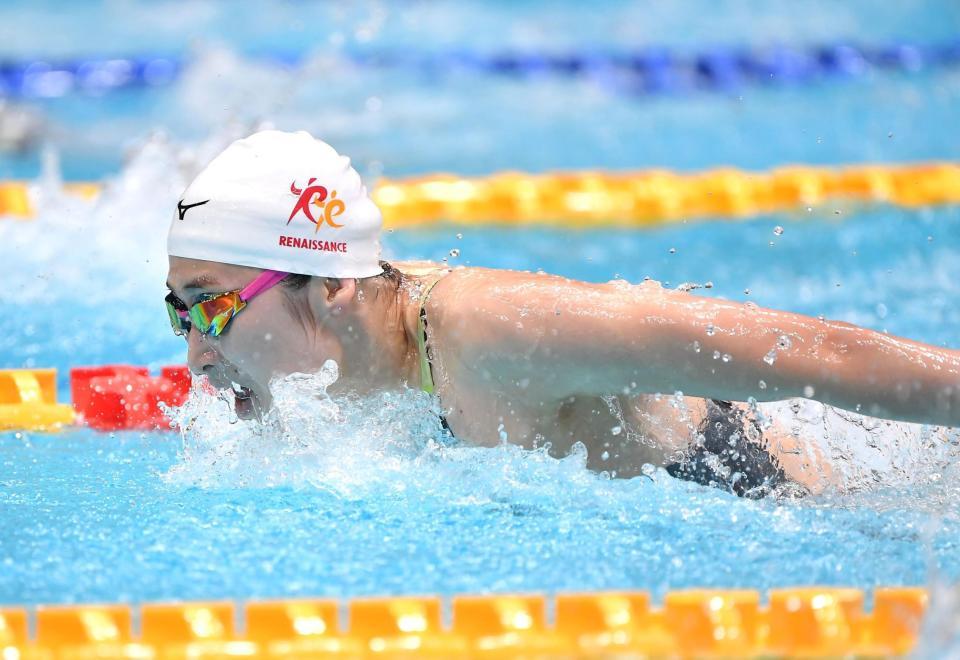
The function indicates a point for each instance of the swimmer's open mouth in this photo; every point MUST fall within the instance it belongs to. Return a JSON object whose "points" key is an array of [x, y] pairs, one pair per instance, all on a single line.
{"points": [[244, 403]]}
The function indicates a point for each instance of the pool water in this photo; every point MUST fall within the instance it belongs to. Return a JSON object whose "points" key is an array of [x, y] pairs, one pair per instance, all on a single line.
{"points": [[347, 498]]}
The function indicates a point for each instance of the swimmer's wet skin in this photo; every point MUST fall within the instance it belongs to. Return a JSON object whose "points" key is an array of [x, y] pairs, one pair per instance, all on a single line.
{"points": [[532, 357]]}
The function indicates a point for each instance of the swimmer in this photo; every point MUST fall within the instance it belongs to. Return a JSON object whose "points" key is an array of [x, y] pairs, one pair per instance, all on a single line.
{"points": [[275, 268]]}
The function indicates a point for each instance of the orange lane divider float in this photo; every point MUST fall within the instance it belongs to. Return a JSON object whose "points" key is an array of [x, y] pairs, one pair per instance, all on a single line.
{"points": [[117, 397], [804, 622], [105, 398], [629, 199], [28, 400]]}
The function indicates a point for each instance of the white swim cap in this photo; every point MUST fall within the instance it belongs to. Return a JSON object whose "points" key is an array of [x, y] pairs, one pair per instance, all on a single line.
{"points": [[280, 201]]}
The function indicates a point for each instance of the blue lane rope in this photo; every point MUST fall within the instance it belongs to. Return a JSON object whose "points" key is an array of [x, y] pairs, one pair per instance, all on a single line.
{"points": [[642, 71]]}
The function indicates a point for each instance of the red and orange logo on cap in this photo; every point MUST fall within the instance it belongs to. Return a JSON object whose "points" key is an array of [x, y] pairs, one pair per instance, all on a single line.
{"points": [[328, 205]]}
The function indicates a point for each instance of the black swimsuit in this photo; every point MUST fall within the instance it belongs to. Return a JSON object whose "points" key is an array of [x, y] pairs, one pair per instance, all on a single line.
{"points": [[727, 458]]}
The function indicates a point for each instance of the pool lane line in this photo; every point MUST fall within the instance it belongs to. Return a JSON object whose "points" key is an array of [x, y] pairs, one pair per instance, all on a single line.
{"points": [[645, 198], [643, 71], [802, 621]]}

^^^^^^^^^^^^^^^^

* What is asked: Copy every one of the records above word for word, with the pictures left out.

* Result below:
The function indicates a point for each instance of the swimmer's open mouth in this photo; every point MUST fall within the instance it belongs to. Return a JSON object whose "points" key is an array of [x, y] pairs, one pair per instance, all on a single line.
{"points": [[244, 403]]}
The function indicates a point for each instance of the pool water in this photo; every point MUST fall within the instance it belongs to. Return a JSON object whose "points" key is an array of [x, y] pairs, one pair per instance, all on a single line.
{"points": [[347, 498]]}
The function indicates a point for each instance of the swimmer's wet skin in this photo; every point MUST fall within the instance it belongs to. Return a JSON object whose "points" key is an array of [x, y] pairs, one pair per instance, all on a single line.
{"points": [[532, 357]]}
The function indicates a point for each instance of the swimmer in this photo; every point MUST fall within the instance it belongs to. Return a JSON object whose "points" key is an array of [x, y] pairs, one pair per instance, all on a single line.
{"points": [[275, 268]]}
The function indicates a point for each instance of the orange lane divider float in this photo; every point MUST fall within the instance it belongs to. Return a JSON object whose "points" key is an array of [x, y] pairs, one pair per instance, all on a single line.
{"points": [[117, 397], [804, 622], [105, 398], [629, 199], [28, 400]]}
The function indicates a point for each instance of the white swim cap in this photo; every point MUST fall within the instance it belongs to. Return a JSON object whose "points" key is an array of [x, y] pairs, one pair per instance, all on a single line.
{"points": [[280, 201]]}
The function indicates a point for each instance of the blue lane rope in this photo; every point MUST fall within the instance it belongs to. Return a JSON object whose "points" key is an array of [x, y] pairs, one pair per instance, all on a single line.
{"points": [[642, 71]]}
The function indicates a point for each instance of the red and orange logo on cap in this photo; every point MUST fall within the instance it belongs to. Return a JSON object whose "points" key is an array of [x, y] pairs, one pair per instance, all on a single line.
{"points": [[328, 205]]}
The function indicates a point for each instance of the black swimsuit in this photo; every point MUST fall within the instance it belongs to. Return a JSON object whose "points" key is an array of [x, y] pairs, one pair per instance, all on a single line.
{"points": [[727, 458]]}
The function indicates a point for each instance of the pool lane line in this photo; every point MUST fall within the instance it belongs to. Return a JSON object whose "points" key is an array of [x, y] pairs, one pair per instance, all on a single line.
{"points": [[645, 198], [643, 71], [802, 621]]}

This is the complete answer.